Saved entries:

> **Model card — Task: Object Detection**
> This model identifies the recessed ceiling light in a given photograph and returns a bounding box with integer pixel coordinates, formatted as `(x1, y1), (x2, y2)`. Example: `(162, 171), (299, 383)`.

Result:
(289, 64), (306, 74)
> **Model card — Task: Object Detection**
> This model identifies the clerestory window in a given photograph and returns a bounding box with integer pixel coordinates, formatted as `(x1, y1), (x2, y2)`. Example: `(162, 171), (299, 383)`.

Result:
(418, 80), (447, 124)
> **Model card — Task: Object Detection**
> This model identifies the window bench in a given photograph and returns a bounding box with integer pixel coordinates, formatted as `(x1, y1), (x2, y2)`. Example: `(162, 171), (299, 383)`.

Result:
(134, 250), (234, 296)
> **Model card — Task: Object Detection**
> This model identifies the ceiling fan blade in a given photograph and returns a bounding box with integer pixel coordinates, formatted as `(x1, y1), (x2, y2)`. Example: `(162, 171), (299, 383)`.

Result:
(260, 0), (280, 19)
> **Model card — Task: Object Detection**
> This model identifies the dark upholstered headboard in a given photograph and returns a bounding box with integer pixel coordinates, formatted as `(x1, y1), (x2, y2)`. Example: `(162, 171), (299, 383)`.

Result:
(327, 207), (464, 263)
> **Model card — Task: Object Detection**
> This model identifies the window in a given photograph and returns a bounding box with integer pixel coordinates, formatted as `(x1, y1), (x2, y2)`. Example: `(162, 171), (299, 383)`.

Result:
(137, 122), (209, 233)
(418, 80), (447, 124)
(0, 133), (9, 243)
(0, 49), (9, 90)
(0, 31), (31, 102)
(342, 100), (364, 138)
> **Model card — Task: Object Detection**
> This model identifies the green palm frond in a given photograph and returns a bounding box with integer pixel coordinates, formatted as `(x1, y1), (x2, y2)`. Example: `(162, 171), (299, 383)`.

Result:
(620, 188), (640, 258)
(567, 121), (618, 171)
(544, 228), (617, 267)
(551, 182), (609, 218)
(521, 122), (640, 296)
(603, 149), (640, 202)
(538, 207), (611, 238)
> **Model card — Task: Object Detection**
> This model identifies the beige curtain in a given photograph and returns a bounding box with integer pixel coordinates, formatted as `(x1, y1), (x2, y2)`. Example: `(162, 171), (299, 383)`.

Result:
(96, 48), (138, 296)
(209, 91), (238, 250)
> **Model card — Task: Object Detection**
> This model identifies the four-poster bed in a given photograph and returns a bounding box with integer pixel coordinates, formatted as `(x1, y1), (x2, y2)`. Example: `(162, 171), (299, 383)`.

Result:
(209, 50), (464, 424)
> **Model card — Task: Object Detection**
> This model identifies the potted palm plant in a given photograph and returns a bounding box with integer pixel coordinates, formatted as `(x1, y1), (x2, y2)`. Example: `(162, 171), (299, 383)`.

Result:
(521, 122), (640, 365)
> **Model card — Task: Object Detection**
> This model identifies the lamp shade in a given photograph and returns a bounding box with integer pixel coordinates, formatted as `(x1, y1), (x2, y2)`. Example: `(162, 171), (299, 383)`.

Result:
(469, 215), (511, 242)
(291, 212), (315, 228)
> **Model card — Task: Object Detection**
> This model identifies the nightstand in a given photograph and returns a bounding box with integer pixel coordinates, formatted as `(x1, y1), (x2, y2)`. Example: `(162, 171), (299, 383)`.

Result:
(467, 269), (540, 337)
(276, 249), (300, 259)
==
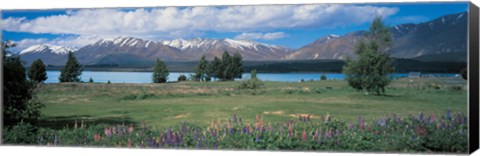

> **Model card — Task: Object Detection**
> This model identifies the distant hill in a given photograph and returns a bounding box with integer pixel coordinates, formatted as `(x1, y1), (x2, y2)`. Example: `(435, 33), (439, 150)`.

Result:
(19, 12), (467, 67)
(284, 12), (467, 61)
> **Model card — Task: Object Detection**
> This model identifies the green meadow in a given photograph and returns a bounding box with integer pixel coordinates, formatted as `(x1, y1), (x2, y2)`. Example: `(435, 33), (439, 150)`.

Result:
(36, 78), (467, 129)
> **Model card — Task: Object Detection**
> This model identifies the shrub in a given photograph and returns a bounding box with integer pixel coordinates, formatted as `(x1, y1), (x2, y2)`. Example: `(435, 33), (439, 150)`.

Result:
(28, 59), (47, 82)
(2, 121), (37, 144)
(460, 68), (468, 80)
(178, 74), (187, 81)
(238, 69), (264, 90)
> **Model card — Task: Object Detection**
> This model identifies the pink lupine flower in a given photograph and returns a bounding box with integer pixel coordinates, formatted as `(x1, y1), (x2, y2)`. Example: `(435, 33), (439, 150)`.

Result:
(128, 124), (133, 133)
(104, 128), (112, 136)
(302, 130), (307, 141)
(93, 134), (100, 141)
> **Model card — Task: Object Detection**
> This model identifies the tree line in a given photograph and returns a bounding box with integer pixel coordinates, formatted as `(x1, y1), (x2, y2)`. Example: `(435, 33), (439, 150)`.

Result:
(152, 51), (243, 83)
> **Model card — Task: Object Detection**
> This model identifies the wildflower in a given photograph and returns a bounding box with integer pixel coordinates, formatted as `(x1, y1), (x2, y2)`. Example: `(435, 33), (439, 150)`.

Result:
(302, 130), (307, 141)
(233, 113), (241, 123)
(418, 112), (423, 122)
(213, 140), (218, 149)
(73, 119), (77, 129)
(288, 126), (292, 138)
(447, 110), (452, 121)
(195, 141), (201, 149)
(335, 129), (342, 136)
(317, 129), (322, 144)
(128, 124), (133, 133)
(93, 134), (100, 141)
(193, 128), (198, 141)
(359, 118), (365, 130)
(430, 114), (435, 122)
==
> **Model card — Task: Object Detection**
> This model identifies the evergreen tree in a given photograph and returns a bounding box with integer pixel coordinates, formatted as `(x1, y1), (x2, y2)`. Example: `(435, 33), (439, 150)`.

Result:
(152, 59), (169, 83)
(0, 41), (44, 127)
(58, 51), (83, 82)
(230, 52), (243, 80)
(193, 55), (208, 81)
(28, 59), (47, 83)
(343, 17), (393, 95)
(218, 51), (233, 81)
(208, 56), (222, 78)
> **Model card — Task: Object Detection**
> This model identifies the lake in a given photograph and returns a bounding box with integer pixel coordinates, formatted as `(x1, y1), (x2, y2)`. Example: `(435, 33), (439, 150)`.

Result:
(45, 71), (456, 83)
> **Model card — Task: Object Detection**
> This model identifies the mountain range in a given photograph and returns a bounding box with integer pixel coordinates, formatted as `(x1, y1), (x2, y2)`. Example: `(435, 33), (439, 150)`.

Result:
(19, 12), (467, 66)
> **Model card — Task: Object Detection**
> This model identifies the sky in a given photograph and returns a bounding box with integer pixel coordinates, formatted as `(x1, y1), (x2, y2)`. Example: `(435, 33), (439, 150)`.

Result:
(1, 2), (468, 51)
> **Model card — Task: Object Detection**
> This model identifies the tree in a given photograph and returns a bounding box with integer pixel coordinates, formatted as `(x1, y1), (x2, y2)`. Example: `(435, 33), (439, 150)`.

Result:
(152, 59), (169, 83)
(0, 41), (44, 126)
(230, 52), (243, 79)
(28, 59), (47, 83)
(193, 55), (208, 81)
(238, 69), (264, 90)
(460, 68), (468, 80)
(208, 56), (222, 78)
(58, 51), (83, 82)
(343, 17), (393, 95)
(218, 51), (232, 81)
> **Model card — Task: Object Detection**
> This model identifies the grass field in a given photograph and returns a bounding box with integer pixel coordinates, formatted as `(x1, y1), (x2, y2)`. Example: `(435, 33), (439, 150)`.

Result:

Exercise task:
Please pick out each line in the entries above that contains the word "ceiling" and list those lines.

Solution to the problem:
> This model identifies the recessed ceiling light in a given photograph and returns a bounding box with integer pixel coordinates, formatted as `(x1, y1), (x2, y2)`. Example: `(162, 171), (299, 383)`.
> This model identifies the ceiling fan blade in a given photograph and returns a bounding box with integer pixel coordinates, formatted as `(x1, y1), (x2, y2)`. Example: `(162, 171), (299, 383)`.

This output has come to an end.